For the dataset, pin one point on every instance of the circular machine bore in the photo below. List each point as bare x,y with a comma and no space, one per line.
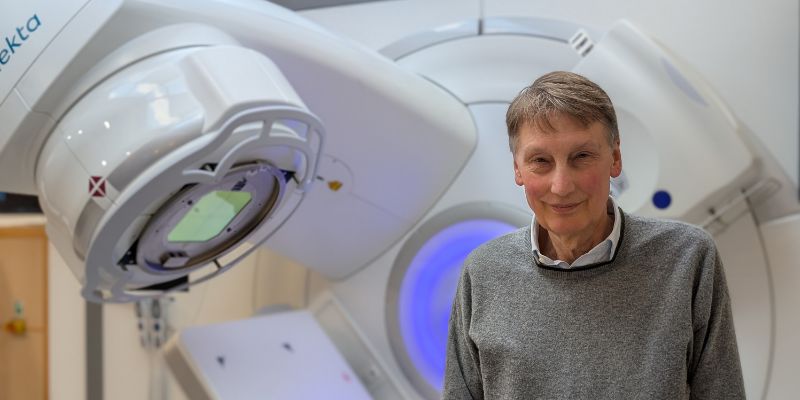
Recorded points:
423,283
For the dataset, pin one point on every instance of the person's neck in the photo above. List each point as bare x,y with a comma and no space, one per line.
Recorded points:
569,247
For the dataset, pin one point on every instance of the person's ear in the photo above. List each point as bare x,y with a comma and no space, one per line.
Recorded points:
616,154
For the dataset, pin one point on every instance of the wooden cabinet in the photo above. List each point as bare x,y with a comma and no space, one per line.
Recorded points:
23,281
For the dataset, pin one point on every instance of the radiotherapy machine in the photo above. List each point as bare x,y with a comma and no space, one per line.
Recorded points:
167,140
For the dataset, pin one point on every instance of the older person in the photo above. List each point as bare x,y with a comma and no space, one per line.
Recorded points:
587,302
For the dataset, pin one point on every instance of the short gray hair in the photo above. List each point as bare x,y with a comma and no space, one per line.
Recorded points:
560,93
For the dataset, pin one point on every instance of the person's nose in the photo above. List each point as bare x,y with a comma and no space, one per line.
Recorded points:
562,183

★ ★ ★ ★ ★ ★ ★

Render the stretch from the line containing "the person's neck" through the end of the entries as a JSON list of strings, with one string per line and blank lines left out.

(Exercise response):
[
  "For the dataset, pin one point on every instance of the person's neck in the photo above. List each point as bare x,y with a comma and no space, one per line.",
  "Recorded points:",
  "569,247",
  "For the dataset, pin one point on every instance of the person's ear in the photo above. List each point as bare x,y with a comma and no space, one per line.",
  "Recorded points:",
  "616,154",
  "For the dataset, pin one point on every instance of the wooden cabinet in the photo above. List each point as bare x,y with a comma and no space, one per line.",
  "Recorded points:",
  "23,281",
  "For the dataset, pin one point on every instance of the radiotherapy machine in the photo above. List each point as bare x,y with a comma and no space, one per line.",
  "Recorded points:",
  "167,140",
  "For the dataset, pin one point on every instance of the older person in the photo above. List each point as bare x,y with a comma and no space, one per line.",
  "Recorded points:",
  "587,302",
  "For the dataset, pin one point on every instance of the short gray hair in the photo above. List each point as bare x,y with a comma and no space, one per line.",
  "Recorded points:",
  "560,93",
  "For the dataset, pin one point on every instance of the person's nose in the photo above. List each point as bare x,y with a comma and no space, one per line.",
  "Recorded points:",
  "562,183"
]